▶ _TEXT SHOWN_:

###

# PLC Counter Reset Problem



## dronai (Apr 11, 2011)

Working on a training for a Sorting Conveyor. Anybody out there can take a look, and see where I'm messing up ? 

If I open the circuit before the counter reset it will work (see I:0/5 as shown), and the motor diverters will turn on. but then I cant get a reset.


----------



## Tsmil (Jul 17, 2011)

Your problem is that you are resetting the counter when your output turns on. It will reset counter and turn off the dn bit turning off the output after just one scan. You need something else to trigger the reset like the clearing of the box present input.


----------



## Dennis Alwon (May 9, 2009)

bump


----------



## McClary’s Electrical (Feb 21, 2009)

I wanna help here, but I can't see it from my phone.


----------



## wildleg (Apr 12, 2009)

there's an app for that. its called, buy a laptop.


----------



## McClary’s Electrical (Feb 21, 2009)

wildleg said:


> there's an app for that. its called, buy a laptop.

###

▶ _YOUR INSTRUCTIONS_:
Answer these about the counter reset thread:
1. What input does dronai point to when the circuit is opened before the counter reset?
2. What does Tsmil suggest using to trigger the reset instead?
3. Why does McClary's Electrical say they can't help?
Answer using only the thread above.

###

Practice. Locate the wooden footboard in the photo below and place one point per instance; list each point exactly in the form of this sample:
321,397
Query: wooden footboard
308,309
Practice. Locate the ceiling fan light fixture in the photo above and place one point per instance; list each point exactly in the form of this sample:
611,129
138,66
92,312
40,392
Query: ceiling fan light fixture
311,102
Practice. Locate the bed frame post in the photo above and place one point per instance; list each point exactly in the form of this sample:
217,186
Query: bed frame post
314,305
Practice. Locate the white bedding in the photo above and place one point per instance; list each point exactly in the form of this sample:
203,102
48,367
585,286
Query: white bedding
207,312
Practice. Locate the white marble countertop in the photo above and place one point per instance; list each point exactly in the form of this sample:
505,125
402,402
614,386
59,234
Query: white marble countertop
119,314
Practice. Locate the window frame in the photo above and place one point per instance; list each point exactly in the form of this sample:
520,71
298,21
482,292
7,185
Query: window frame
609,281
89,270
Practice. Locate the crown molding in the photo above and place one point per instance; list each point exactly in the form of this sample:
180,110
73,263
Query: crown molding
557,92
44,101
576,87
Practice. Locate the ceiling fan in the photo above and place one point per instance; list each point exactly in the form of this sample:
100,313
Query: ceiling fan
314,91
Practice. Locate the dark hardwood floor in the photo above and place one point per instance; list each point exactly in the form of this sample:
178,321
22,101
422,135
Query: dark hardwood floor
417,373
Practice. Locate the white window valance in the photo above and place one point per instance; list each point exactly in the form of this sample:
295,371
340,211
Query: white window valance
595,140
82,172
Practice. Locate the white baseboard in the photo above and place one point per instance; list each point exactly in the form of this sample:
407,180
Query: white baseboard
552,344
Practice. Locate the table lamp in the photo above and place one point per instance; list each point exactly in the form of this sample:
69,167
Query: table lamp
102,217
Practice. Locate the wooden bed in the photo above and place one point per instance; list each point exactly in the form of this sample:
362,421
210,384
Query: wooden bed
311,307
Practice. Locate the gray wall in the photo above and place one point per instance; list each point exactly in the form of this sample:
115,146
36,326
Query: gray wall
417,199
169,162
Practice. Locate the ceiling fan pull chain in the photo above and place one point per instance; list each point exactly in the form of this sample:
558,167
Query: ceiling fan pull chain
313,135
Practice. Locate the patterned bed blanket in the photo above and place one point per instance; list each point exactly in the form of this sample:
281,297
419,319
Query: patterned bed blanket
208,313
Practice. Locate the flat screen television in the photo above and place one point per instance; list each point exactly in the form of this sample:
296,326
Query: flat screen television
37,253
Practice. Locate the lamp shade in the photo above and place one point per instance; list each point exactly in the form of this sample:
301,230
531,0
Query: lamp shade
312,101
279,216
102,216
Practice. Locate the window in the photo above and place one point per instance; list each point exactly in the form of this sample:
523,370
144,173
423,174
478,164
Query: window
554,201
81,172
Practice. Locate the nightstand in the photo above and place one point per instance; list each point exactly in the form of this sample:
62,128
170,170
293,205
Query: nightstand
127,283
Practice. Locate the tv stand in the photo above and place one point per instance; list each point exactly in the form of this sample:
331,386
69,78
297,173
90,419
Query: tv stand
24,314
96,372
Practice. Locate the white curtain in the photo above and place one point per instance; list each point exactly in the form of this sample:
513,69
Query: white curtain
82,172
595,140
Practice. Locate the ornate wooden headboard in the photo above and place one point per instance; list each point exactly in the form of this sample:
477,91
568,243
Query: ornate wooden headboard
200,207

###

▶ _WRITTEN ANSWER_:
1. I:0/5
2. The clearing of the box present input.
3. They can't see it from their phone.